Directions for this task => Repeat the material below exactly, line for line.

Data section =>
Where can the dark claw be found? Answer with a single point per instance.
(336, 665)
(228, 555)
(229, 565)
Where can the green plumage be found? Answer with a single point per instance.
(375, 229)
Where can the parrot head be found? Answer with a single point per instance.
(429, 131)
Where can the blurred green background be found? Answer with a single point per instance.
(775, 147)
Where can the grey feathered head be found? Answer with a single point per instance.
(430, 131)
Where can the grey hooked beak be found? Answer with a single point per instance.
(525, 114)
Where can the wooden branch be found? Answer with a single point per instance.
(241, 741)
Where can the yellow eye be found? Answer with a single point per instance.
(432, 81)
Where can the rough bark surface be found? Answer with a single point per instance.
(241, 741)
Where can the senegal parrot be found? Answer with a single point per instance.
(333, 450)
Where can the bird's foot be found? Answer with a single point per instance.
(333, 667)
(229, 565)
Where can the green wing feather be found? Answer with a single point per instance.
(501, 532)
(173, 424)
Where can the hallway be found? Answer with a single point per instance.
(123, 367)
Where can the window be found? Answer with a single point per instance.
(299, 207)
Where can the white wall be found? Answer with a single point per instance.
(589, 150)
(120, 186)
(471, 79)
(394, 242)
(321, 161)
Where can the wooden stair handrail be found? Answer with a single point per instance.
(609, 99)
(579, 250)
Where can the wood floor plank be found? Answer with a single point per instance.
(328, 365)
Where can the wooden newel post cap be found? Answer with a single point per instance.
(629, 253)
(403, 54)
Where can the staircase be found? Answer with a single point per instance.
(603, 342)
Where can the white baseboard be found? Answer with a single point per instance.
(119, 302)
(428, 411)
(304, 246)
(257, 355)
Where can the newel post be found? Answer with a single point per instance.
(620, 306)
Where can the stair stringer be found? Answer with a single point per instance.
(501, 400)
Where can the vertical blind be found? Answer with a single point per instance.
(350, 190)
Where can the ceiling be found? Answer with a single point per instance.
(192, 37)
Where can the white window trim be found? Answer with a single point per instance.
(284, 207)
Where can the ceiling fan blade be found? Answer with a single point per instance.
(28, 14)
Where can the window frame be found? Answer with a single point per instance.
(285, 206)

Worked solution =>
Where can the dark claw be found? Answer with a single point per instance.
(336, 665)
(228, 555)
(229, 565)
Where can the green plumage be found? Answer with a single point per instance.
(375, 229)
Where can the parrot head be found? Answer with a single point per instance.
(429, 131)
Where can the blurred green background be found? Answer with a single point per instance.
(775, 147)
Where can the grey feathered head be found? Answer with a single point per instance.
(430, 131)
Where can the grey hooked beak be found? Answer with a single point per instance.
(525, 114)
Where can the wooden branch be found? Answer with a single point per instance.
(241, 741)
Where can the yellow eye be found? Answer with a single point per instance.
(432, 81)
Where can the rough bark surface be found? Answer with a single point per instance.
(241, 741)
Where can the senegal parrot be found? Answer with a single point per instance.
(333, 450)
Where can the bird's foot be found? Answer with a single point per instance.
(333, 667)
(229, 565)
Where can the green wing feather be found? Answer with a single point per instance.
(501, 532)
(173, 424)
Where can the hallway be found? Answer with a single point per instance.
(123, 367)
Where can the window be found? Answer with a single point per instance.
(299, 207)
Where can the white wall be found? Answer with a single point per instance.
(589, 150)
(120, 186)
(471, 79)
(394, 242)
(321, 161)
Where can the wooden stair handrail be found? Answer with a single point per instance.
(609, 99)
(579, 250)
Where can the wood floor plank be found? Answer with a single point per instance.
(328, 365)
Where can the wooden newel post cap be found? Answer with a single point per instance.
(629, 253)
(403, 54)
Where can the staircase be found? Answer with a single point per instance.
(603, 342)
Where can the white baseboard be found? Answer with a single point per instance.
(119, 302)
(428, 411)
(304, 246)
(257, 355)
Where can the newel post be found? Answer with a single point per instance.
(620, 306)
Where can the stair stringer be found? Answer with a single point per instance.
(501, 400)
Where can the vertical blind be found? Answer with a single point per instance.
(350, 190)
Where can the ceiling be found? Answer with a single point per instance.
(192, 37)
Where can the white window trim be found? Answer with a single point per instance.
(284, 207)
Where can the ceiling fan blade be found? Answer with a single point per instance.
(28, 14)
Where can the window frame be found? Answer with a single point per instance.
(285, 206)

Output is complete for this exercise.